--- start of ENTRIES ---

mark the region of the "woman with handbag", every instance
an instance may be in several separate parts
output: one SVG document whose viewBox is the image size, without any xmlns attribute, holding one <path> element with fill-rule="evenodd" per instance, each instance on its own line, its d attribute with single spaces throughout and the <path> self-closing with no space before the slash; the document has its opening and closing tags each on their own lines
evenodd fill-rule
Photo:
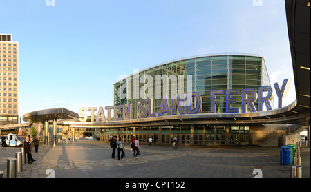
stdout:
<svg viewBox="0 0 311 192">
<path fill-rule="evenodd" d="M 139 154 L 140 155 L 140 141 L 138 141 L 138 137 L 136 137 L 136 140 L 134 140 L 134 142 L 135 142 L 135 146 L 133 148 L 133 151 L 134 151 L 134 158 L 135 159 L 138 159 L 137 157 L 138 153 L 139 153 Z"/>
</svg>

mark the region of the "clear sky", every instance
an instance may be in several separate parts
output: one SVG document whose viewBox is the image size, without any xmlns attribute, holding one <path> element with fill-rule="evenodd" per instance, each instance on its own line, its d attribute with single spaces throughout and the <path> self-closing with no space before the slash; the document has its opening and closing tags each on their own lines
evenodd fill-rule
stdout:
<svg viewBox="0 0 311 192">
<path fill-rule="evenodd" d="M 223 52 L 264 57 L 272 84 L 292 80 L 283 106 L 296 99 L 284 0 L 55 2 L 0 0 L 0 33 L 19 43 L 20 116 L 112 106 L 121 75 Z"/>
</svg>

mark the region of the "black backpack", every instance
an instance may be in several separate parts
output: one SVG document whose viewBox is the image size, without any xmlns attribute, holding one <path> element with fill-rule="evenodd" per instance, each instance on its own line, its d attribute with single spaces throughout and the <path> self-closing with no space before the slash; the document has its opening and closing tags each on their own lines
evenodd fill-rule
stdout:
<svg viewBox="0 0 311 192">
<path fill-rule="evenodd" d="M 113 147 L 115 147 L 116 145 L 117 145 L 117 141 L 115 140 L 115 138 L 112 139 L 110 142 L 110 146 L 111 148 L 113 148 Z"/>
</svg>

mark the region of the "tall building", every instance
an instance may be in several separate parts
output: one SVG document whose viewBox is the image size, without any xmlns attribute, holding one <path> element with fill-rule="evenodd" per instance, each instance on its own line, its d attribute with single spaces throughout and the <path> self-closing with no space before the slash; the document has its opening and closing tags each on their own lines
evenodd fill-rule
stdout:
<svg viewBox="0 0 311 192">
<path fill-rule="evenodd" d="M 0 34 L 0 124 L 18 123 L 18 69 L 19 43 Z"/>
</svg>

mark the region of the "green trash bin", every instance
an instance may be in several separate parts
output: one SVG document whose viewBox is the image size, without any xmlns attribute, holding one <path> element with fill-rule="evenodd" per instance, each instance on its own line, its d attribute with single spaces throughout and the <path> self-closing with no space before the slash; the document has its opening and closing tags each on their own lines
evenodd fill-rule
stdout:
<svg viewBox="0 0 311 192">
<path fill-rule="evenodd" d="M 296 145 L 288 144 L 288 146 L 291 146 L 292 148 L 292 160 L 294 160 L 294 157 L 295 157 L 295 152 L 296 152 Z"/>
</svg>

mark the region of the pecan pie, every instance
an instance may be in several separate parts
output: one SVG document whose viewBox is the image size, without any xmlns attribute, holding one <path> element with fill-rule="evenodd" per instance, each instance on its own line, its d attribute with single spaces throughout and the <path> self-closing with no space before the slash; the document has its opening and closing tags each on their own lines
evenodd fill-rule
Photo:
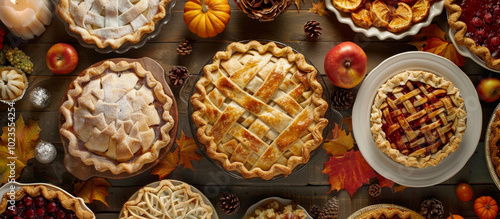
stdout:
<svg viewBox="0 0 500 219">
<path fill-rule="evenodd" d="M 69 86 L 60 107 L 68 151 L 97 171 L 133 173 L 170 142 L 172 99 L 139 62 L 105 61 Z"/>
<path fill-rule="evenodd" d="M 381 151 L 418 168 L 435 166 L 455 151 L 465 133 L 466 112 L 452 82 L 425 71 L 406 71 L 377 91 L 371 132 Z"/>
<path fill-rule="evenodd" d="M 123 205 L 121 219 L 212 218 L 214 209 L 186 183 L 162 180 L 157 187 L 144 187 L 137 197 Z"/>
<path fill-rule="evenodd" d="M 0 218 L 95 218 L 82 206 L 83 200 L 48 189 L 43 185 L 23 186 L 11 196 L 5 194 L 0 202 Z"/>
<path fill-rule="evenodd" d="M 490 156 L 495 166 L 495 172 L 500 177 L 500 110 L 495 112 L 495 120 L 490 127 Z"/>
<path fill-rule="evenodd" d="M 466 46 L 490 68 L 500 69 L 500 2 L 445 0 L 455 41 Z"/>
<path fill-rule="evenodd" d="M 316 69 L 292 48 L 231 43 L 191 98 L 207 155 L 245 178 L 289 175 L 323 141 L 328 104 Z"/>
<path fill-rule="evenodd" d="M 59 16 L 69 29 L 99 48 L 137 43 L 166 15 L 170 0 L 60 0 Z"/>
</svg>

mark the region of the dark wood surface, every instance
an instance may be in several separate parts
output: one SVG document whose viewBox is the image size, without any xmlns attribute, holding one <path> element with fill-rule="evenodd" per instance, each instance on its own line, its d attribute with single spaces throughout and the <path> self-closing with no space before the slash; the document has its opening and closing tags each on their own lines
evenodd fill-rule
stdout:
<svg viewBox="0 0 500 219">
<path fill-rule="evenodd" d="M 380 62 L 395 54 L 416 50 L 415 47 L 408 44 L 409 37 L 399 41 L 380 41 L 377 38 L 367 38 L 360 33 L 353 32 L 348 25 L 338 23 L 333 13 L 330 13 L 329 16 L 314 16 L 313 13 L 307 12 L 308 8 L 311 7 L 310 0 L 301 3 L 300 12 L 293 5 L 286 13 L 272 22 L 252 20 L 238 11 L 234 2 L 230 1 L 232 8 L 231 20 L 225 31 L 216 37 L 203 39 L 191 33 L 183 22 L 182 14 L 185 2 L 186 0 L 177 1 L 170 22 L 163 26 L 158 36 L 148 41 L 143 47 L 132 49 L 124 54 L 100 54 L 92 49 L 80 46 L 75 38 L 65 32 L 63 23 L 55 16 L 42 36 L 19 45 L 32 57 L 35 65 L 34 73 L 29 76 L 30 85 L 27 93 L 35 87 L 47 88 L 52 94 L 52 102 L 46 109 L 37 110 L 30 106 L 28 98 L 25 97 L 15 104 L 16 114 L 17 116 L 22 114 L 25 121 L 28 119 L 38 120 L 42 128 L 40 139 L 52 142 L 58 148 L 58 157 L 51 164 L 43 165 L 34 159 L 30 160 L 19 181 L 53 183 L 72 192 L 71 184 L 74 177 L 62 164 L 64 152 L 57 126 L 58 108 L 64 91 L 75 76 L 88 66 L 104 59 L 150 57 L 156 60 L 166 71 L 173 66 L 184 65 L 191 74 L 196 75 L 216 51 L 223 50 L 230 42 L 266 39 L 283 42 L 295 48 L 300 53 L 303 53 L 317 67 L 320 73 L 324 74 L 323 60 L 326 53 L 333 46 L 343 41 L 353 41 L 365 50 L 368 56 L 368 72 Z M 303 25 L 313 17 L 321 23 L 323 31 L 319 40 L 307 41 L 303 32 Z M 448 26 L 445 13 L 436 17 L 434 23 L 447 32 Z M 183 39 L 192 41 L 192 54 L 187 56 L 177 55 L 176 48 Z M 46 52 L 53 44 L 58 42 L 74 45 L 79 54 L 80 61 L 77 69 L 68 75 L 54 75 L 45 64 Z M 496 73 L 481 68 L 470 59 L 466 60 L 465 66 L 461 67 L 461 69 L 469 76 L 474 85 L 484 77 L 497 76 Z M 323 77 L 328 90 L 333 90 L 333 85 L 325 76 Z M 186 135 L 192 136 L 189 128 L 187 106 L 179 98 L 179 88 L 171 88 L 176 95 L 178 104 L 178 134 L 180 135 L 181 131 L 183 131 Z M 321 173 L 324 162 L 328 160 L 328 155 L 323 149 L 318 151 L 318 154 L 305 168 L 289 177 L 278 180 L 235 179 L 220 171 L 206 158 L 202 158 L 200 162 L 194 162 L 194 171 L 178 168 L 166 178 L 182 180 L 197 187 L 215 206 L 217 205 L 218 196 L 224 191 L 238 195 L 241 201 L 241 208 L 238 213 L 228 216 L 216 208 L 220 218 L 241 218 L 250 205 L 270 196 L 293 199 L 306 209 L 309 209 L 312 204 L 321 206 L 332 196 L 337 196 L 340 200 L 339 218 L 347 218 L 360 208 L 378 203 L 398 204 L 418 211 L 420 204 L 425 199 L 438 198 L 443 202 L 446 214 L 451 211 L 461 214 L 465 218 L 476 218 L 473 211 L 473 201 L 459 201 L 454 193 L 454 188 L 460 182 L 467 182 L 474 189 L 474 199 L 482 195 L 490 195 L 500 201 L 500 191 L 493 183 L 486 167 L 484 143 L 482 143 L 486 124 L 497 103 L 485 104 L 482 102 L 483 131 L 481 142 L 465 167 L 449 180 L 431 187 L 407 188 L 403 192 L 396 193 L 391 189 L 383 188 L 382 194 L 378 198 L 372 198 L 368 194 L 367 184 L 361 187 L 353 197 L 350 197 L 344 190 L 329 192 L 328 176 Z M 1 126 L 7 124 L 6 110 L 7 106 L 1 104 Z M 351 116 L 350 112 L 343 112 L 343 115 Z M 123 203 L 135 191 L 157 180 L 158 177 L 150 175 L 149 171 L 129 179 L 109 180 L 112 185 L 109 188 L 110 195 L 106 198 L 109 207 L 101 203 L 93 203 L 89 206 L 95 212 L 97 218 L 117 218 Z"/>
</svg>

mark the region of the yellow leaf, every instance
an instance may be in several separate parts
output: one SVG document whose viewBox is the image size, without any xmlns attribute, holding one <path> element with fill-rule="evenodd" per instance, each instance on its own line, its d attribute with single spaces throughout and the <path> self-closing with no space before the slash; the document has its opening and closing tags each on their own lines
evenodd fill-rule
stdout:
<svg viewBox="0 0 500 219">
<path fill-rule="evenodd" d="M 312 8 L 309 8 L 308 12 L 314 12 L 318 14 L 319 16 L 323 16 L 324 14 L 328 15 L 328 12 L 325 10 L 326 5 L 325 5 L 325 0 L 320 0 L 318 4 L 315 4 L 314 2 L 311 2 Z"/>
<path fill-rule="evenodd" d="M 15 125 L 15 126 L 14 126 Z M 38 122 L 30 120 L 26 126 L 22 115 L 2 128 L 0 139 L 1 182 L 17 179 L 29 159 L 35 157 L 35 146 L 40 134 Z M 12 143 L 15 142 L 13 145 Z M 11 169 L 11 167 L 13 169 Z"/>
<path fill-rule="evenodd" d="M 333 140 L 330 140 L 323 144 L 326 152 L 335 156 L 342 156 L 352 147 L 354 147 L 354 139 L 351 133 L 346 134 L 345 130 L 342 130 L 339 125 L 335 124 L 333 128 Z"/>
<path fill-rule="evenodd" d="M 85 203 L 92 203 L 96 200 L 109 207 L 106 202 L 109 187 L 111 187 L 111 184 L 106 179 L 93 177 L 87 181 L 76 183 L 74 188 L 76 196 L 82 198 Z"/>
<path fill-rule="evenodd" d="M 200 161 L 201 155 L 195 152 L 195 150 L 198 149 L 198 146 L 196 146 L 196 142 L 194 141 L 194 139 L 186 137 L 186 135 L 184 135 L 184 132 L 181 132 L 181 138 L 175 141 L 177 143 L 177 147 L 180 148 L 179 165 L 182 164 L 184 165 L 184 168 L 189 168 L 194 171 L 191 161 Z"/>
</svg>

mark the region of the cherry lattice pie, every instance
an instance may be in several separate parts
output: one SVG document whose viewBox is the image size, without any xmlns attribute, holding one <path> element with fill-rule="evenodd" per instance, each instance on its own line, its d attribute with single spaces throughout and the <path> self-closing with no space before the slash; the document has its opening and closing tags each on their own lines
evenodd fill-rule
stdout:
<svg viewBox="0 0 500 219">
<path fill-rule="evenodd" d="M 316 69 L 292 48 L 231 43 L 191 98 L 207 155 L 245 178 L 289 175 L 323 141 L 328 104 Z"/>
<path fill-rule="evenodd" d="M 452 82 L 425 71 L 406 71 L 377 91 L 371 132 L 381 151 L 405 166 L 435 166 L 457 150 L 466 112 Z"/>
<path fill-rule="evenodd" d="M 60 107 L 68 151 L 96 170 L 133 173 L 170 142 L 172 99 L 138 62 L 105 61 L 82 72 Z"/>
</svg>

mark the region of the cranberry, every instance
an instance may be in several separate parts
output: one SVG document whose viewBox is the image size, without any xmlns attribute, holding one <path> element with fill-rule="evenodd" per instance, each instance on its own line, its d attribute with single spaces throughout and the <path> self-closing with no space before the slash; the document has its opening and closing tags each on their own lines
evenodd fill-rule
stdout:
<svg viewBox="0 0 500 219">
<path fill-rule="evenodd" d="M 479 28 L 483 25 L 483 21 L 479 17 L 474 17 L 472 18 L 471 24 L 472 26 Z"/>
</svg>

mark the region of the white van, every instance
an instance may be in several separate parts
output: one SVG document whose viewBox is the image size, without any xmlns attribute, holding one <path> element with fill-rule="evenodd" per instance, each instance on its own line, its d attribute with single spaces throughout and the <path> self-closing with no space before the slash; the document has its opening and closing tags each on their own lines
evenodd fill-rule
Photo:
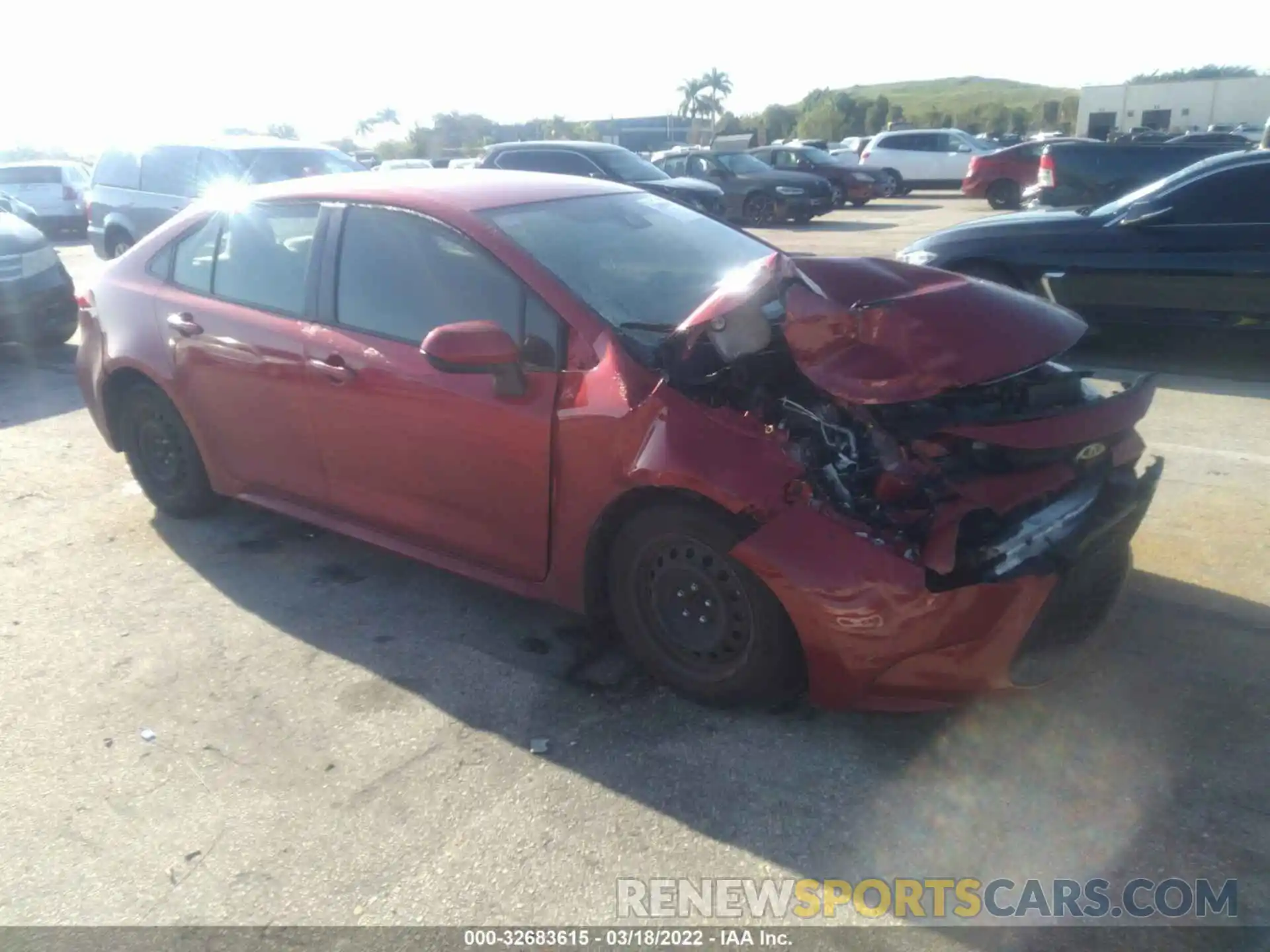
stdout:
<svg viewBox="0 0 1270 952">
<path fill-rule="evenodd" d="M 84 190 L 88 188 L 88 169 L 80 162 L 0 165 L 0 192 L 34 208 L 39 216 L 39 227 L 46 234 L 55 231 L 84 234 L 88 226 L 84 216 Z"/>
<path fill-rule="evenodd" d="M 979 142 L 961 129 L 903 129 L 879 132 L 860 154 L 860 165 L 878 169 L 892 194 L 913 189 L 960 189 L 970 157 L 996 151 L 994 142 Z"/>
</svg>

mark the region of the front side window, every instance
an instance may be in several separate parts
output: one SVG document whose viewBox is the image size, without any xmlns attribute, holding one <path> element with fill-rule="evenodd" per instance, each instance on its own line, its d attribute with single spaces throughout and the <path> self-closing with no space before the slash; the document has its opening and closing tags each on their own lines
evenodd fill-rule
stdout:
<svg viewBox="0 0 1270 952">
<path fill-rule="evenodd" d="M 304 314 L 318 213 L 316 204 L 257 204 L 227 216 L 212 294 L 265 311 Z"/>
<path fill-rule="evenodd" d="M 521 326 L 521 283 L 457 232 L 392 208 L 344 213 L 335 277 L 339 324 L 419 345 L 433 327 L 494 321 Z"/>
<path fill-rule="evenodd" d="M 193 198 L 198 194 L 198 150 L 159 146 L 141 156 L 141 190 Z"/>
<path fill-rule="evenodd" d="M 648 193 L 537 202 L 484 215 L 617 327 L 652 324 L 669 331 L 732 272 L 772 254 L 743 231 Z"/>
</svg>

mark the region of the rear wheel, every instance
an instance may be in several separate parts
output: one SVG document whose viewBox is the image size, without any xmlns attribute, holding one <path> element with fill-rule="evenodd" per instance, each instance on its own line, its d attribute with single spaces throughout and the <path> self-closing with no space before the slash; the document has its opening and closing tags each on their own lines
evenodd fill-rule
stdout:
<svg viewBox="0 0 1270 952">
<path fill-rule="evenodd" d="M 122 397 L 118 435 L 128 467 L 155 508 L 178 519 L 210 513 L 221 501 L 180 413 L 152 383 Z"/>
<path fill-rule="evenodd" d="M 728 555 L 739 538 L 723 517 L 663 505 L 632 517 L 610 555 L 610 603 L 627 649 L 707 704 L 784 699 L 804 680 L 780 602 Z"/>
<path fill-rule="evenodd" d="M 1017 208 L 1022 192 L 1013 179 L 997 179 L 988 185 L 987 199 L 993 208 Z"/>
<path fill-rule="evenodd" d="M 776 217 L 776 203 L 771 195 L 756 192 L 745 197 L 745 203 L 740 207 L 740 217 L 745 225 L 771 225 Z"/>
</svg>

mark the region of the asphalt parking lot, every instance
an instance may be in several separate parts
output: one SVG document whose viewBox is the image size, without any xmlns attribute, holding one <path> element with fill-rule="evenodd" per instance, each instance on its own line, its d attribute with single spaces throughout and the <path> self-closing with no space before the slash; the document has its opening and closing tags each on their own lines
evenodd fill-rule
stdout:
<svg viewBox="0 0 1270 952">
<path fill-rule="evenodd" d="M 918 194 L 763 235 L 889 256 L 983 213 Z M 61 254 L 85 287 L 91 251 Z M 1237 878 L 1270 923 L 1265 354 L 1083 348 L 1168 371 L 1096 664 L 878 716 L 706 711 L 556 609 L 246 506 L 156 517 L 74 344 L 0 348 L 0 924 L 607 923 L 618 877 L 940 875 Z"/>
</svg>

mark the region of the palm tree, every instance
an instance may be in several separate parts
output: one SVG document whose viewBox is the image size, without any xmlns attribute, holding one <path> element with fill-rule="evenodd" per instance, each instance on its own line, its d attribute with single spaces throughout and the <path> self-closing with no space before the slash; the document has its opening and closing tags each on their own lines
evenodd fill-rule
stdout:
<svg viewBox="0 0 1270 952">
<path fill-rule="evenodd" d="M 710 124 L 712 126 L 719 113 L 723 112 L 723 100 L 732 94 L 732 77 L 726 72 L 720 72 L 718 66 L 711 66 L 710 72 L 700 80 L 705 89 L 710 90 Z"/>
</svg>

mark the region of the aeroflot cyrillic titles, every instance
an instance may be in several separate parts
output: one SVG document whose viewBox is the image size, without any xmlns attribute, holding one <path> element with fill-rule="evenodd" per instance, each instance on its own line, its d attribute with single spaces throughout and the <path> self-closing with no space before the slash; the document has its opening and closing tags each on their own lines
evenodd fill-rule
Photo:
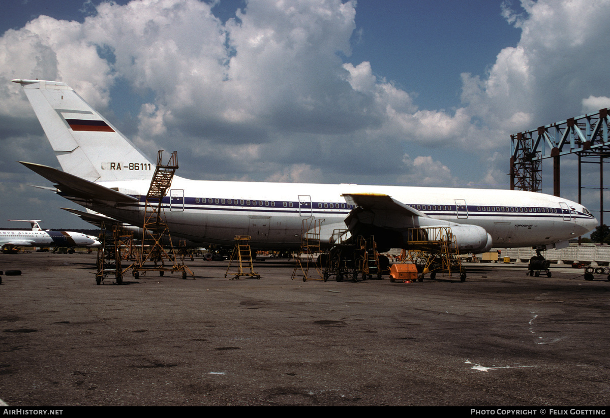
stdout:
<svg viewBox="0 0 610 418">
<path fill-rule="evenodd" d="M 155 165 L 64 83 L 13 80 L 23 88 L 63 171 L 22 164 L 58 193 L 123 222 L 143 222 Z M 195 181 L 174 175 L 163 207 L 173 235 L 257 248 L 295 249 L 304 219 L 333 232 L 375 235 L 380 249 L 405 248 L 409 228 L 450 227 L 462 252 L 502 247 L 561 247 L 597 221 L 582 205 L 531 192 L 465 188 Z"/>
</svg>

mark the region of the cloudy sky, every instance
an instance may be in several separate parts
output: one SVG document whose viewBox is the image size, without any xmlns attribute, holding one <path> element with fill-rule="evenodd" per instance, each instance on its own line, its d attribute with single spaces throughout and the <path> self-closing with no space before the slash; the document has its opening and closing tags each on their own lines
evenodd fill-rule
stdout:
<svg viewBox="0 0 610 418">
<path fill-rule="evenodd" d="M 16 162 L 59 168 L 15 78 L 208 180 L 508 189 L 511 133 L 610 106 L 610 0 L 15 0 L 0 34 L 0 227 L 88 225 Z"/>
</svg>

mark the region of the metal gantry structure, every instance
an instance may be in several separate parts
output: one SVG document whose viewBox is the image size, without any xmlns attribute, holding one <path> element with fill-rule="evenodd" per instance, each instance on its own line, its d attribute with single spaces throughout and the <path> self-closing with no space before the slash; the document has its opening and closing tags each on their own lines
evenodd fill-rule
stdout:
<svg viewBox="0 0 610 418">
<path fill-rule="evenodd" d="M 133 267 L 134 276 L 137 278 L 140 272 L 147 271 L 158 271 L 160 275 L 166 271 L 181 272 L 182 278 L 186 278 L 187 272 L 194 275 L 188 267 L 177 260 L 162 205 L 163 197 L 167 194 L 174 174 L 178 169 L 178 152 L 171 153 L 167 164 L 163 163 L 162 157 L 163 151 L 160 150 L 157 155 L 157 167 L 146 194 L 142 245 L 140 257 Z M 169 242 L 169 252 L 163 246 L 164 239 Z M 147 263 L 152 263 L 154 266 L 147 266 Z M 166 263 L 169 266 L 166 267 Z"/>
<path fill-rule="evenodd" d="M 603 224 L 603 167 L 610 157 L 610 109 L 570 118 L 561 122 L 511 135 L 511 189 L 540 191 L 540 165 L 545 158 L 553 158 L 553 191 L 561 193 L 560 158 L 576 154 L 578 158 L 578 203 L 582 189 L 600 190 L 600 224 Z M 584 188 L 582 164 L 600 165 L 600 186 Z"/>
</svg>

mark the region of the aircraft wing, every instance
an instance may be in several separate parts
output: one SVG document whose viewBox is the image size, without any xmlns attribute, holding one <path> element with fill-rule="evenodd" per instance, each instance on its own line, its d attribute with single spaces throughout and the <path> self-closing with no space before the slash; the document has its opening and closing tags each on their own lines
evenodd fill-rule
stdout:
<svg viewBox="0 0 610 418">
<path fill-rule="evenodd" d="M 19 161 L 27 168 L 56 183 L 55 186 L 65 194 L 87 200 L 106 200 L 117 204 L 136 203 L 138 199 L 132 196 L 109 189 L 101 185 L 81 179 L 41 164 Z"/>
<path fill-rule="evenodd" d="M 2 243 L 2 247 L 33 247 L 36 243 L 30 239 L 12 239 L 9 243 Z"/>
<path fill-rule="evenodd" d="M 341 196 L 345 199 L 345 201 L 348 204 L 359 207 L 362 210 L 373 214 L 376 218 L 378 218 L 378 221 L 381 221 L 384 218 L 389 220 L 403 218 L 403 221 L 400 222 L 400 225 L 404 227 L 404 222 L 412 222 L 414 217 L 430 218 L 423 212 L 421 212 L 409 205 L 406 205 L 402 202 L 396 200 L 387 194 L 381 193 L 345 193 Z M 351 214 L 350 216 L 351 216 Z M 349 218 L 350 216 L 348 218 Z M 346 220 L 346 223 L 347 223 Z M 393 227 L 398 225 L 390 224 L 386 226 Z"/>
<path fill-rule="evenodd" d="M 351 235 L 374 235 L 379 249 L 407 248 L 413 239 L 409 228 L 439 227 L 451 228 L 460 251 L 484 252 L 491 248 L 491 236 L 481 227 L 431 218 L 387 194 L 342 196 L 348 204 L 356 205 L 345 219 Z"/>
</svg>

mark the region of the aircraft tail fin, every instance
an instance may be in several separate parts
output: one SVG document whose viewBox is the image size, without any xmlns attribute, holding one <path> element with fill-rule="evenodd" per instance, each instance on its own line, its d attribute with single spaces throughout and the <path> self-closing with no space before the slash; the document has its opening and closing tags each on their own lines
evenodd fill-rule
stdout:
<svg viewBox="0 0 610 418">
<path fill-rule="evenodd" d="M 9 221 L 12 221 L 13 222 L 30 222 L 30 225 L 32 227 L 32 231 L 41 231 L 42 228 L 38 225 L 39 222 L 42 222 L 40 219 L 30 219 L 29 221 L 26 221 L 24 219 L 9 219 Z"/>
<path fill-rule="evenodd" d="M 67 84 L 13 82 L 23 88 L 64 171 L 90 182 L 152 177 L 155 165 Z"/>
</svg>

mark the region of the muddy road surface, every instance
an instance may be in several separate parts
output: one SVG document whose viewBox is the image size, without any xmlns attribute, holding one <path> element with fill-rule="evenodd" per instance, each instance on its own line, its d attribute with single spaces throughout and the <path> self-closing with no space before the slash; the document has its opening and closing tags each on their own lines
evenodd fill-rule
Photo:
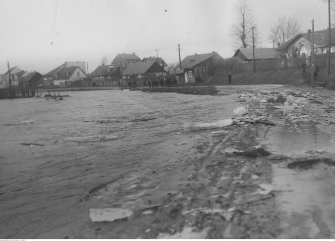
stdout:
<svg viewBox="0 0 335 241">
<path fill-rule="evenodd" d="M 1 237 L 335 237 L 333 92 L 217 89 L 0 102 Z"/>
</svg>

--- end of ENTRIES ---

_WORK INSTRUCTIONS_.
Your output should consist solely of the lines from the line containing "mark the region of the muddy" through the end of the data above, copied exactly, with images removed.

_COMPLETED EXERCISE_.
mark the region of the muddy road surface, every instance
an instance may be in several separate parts
output: one SVG document whose viewBox is the image size, without any xmlns attribute, holding one <path> element with fill-rule="evenodd" per instance, each instance on its own line, its d attribute with single spaces throughout and the <path> self-closing with no space before the slash; the document has its opening and closing tags each on their own lines
evenodd fill-rule
Photo:
stdout:
<svg viewBox="0 0 335 241">
<path fill-rule="evenodd" d="M 1 237 L 335 237 L 333 92 L 217 89 L 0 102 Z"/>
</svg>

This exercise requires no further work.